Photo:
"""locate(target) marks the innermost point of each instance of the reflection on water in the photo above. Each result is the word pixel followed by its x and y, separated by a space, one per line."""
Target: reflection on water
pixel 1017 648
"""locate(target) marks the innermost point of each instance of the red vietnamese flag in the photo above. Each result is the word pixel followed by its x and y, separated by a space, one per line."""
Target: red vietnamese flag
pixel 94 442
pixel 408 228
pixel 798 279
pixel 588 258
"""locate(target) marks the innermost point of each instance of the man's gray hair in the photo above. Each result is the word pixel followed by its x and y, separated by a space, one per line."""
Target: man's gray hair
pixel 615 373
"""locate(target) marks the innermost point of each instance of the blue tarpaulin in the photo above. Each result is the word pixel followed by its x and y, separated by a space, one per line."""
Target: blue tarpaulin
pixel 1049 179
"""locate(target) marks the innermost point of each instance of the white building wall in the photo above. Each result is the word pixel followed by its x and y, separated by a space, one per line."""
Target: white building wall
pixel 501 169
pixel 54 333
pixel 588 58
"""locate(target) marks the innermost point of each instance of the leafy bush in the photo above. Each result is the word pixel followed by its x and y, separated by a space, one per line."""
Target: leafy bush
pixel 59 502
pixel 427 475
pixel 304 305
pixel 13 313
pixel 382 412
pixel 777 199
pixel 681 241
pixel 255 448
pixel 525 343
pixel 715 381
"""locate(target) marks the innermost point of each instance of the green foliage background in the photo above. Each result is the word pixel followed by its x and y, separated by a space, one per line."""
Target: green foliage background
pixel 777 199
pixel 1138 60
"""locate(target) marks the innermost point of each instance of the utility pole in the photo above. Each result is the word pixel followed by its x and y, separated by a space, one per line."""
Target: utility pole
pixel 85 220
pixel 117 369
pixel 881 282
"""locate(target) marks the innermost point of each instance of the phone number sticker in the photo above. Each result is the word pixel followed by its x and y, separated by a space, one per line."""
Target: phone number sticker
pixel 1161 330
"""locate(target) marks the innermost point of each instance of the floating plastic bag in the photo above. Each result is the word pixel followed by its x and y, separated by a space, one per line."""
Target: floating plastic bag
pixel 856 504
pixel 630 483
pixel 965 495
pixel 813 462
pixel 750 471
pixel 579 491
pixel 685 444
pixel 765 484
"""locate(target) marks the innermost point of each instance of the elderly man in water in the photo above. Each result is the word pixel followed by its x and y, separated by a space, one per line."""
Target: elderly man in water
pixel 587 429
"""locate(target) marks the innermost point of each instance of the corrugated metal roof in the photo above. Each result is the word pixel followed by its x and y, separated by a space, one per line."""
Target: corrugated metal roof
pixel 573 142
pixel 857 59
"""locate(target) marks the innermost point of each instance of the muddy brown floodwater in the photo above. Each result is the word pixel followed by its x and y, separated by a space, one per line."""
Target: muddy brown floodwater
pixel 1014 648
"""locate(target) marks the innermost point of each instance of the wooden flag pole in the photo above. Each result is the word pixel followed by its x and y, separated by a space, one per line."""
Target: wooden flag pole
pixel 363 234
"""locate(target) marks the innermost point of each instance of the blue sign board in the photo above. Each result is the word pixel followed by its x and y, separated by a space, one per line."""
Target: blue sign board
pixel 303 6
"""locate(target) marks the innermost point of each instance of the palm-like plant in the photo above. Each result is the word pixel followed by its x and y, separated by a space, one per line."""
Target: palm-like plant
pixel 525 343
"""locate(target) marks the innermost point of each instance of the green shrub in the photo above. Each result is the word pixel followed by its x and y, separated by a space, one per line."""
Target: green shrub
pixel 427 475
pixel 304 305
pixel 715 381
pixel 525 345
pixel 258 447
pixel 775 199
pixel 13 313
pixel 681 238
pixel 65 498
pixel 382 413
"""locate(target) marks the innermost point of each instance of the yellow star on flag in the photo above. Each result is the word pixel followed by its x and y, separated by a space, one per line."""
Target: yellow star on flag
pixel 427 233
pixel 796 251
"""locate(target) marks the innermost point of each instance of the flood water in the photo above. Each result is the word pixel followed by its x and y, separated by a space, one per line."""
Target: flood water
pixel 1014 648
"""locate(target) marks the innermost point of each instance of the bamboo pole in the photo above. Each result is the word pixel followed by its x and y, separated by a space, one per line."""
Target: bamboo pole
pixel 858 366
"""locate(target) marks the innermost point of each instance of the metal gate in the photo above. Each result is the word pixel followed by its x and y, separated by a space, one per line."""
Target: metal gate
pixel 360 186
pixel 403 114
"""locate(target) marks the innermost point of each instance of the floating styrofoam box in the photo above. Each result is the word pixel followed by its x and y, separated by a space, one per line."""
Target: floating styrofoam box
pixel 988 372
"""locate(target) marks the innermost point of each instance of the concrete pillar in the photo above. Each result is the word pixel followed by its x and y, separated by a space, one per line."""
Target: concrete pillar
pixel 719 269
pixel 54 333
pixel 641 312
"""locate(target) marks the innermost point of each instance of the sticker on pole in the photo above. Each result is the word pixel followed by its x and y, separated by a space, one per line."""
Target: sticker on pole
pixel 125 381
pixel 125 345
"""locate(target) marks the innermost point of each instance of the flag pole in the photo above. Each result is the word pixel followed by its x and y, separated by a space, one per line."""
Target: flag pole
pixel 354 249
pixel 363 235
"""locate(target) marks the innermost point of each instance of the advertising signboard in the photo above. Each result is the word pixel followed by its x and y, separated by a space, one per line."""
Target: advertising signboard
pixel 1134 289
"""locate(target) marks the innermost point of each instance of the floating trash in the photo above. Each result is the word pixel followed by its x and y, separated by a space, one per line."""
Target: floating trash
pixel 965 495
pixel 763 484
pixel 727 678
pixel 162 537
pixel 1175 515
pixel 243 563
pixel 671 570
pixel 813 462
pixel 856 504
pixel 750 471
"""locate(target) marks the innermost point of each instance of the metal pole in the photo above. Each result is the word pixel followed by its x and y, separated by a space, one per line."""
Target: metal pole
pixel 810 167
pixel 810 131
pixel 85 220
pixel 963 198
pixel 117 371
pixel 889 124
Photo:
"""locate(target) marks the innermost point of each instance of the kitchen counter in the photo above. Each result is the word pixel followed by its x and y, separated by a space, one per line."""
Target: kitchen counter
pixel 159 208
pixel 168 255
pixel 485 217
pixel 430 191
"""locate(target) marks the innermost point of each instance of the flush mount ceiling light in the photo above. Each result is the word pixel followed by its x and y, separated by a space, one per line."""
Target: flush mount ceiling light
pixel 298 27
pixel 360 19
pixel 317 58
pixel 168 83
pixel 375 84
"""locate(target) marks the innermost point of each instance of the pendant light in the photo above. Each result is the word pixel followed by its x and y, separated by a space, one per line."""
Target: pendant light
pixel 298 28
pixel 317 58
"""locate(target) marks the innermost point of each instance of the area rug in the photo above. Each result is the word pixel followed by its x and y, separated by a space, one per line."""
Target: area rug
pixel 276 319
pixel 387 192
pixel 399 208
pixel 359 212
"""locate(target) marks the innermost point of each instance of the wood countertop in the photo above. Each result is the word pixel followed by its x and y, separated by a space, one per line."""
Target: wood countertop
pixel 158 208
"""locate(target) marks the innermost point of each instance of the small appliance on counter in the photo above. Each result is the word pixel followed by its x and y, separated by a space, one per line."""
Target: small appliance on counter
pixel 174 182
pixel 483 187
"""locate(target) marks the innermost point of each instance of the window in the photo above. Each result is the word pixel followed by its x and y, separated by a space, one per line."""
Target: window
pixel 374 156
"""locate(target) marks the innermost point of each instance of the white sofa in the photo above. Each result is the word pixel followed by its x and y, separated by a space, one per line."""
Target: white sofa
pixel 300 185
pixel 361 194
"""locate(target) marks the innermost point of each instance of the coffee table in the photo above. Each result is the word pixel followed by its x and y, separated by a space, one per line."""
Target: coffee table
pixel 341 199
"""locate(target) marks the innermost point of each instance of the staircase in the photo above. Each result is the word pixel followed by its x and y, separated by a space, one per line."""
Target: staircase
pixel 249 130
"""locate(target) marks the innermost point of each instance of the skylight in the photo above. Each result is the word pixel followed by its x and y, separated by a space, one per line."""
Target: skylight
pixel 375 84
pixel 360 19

--

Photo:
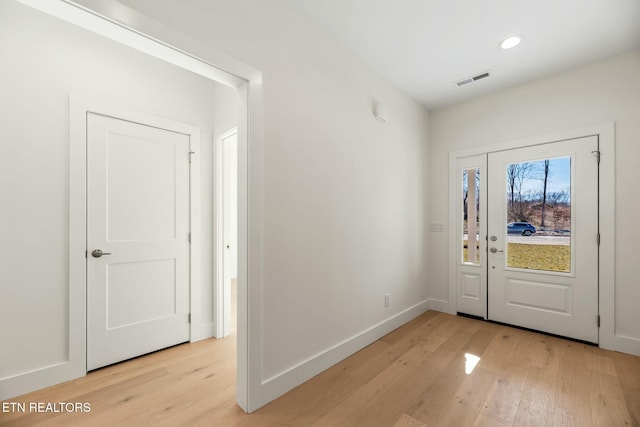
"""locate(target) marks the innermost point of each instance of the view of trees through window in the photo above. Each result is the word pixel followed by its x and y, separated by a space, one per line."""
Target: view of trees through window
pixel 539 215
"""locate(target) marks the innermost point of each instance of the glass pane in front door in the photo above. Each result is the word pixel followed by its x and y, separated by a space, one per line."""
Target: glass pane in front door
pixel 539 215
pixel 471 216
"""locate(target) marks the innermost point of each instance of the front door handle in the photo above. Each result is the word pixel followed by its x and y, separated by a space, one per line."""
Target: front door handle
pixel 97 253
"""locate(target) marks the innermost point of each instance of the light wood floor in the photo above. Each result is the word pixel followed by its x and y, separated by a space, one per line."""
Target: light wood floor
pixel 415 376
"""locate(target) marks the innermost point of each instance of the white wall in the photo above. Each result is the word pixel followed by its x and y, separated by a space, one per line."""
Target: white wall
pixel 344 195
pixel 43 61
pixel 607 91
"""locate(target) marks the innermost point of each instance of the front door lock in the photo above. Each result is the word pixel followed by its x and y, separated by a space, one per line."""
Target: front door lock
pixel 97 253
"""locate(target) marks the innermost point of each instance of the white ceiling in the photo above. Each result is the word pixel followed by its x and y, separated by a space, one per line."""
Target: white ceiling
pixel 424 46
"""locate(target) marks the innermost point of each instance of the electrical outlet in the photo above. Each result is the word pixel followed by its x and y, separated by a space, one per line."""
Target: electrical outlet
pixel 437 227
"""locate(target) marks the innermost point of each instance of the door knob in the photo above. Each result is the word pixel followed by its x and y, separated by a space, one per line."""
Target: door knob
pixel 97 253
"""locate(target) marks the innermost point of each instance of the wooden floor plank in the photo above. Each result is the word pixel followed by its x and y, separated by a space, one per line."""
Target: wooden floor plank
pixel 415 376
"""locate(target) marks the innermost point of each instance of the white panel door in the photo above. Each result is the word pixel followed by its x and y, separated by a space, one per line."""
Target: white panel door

* * *

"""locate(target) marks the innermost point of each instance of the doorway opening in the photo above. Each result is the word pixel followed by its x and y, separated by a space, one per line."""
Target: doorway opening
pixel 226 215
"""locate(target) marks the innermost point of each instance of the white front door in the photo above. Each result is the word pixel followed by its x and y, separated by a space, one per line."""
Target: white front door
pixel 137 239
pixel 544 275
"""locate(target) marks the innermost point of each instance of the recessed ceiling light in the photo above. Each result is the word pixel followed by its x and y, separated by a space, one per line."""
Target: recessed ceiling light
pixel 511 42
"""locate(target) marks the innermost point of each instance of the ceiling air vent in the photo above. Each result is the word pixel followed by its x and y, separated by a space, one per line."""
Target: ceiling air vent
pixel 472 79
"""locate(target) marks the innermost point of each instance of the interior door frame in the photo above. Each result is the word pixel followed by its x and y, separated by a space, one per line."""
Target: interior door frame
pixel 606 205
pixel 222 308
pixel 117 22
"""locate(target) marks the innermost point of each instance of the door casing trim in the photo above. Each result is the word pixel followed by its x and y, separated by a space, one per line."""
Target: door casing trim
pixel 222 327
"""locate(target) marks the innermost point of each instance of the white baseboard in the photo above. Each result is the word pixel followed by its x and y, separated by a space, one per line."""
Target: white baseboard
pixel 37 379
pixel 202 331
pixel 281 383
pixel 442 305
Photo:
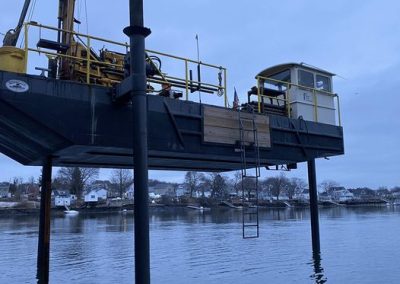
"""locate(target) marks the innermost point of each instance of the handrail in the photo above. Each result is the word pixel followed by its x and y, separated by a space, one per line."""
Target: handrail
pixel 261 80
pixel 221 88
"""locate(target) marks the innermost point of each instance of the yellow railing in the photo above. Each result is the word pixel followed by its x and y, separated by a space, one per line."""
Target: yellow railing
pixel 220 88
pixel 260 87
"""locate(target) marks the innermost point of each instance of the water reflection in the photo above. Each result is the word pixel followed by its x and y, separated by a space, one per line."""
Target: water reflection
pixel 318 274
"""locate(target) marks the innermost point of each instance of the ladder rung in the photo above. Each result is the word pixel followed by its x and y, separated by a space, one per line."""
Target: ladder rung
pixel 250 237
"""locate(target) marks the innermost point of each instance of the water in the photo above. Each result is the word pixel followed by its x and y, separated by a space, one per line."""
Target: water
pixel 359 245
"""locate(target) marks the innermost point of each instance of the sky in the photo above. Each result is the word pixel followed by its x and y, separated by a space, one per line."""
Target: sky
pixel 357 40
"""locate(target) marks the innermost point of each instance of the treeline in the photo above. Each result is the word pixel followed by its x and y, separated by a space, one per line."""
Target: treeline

### Instructions to follow
Please write out every line of the entries from the line with "the water reflection" to the line with "pixel 359 245", both lines included and nothing else, shifting each coordinate in the answers by -45.

### Task solution
"""locate(target) marks the innermost point of each instance of the water reflection in the photo above. Each result is the word pixel followed by its x and y, separated by a space, one per line."""
Target: water reflection
pixel 273 229
"""locate(target) marks the innermost point of each instance of the ladder rung in the photo above. Each result is the word pixel followed by its x and y, separated by a space, one per line."""
Target: ladder rung
pixel 205 192
"""locate(target) marks the innermost point of each instance of the water in the photo above. Each result is the word pixel followed by its x and y, separated by a space, one per line."""
Target: water
pixel 314 200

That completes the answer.